→ **LES CONSIGNES**:
A: D'après l'extrait sur les divisions de l'UDPS, à quelle date la bagarre a-t-elle éclaté à la résidence d'Etienne Tshisekedi ?
B: Poursuivez l'extrait sur les divisions de l'UDPS en reprenant après sa dernière phrase.

Des années de lutte pour la démocratie et l’Etat de droit et de confusion dans les esprits autour de la gestion du pouvoir, n’importe quel pouvoir, au sommet de l’Etat ou au sein d’un parti politique, ont fini par semer la zizanie au sein de l’ancien parti phare de l’opposition en RDC. Cela s’est passé le 8 mai 2019 à Kinshasa, lorsqu’une bagarre rangée entre clans rivaux qui a fait de nombreux blessés a éclaté à la résidence du patriarche défunt de l’UDPS, Etienne Tshisekedi, sur avenue Zinnias à Limete. Sacrilège, se sont écriés ceux qui dans l’opinion faisaient foi en la non-violence prônée par les ténors de ce parti politique né sous la dictature mobutiste dans les années ’80. La rixe de l’avenue Zinnias était révélatrice, notamment, de l’intolérance politique caractéristique du parti tshisekediste qui se retournait contre lui-même faute de boucs-émissaires au sommet de l’Etat depuis que le chef du parti trône à la présidence de la République.
En trente ou quarante années (c’est selon) d’une lutte acharnée pour la conquête du pouvoir d’Etat, opportunément qualifiée de lutte pour la démocratie, les combattants de l’UDPS/T, à l’instar de ceux de tous les partis politiques qui se sont réclamés de l’opposition en RDC, se sont laissés persuader qu’ils étaient les véritables détenteurs du pouvoir : « le pouvoir au peuple», «le peuple d’abord» leur a-t-on inculqué à longueur d’années dans le cadre d’opérations de lavage de cerveau qui appelaient en réalité à une sorte de non-pouvoir. Et donc, d’anarchie. Il fallait «démystifier le pouvoir», proclamait volontiers le lider maximo Etienne Tshisekedi wa Mulumba, alors opposant au Maréchal Mobutu et aux Kabila, père et fils, décédé en février 2017 et dont le fils, devenu président, prépare le rapatriement en pompe de la dépouille.

→ **DONNÉES ENREGISTRÉES**:
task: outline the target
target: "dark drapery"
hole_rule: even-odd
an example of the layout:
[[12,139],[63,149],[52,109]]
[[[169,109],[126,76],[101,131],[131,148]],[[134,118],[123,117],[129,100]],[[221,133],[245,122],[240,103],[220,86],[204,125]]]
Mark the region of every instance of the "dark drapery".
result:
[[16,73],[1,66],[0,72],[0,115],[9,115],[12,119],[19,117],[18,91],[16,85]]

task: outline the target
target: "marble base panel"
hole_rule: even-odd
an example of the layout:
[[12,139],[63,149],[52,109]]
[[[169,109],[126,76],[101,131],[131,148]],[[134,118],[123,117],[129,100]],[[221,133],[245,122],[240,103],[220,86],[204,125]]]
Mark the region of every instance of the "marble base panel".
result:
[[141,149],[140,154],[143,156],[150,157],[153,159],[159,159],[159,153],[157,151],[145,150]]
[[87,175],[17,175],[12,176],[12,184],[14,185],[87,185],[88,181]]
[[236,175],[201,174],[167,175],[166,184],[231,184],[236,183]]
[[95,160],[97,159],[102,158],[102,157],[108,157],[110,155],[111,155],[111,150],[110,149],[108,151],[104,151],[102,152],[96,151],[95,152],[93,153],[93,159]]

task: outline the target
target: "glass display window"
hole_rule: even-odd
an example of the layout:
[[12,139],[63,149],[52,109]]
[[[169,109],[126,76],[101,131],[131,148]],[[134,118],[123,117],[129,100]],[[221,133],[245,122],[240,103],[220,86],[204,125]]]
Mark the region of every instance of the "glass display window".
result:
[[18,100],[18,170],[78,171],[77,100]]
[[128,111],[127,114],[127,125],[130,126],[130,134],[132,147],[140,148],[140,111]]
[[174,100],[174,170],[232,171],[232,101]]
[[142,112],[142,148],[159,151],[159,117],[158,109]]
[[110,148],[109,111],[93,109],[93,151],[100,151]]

→ **RÉPONSES ATTENDUES**:
A: Le 8 mai 2019.

B:
Produits de lavage de cerveaux
Le 8 mai dernier, des hordes de combattants de l’UDPS/T ont administré à une opinion médusée le degré d’assimilation de ces ‘‘leçons de démocratie’’ lorsqu’un groupe entreprit d’introniser un triumvirat tel que prévu par les statuts du parti pour assumer l’intérim du président empêché, tandis que d’autres, forts de leurs droits légitimes et sans doute tout aussi démocratiques, s’y opposaient résolument. Les préceptes intériorisés du pouvoir au peuple, ne laissant nulle place au débat ou à la négociation, ce qui devait arriver arriva : une bagarre généralisée. Naturellement, cela n’a rien réglé au problème du remplacement à la tête du parti de Félix Tshisekedi, le président national de l’UDPS formellement élu à 98 % de voix au terme d’un congrès organisé (quoique contesté par certains) fin mars 2018. S’interroger, questionner … ne sont pas inscrits dans les gênes de ces combattants-là, comme dans ceux de bien d’autres en RDC. Peu se sont demandés s’il fallait vraiment remplacer Fatshi, ni quel était le point de vue de l’intéressé lui-même sur la question, sans doute au nom du fameux principe du « peuple d’abord ».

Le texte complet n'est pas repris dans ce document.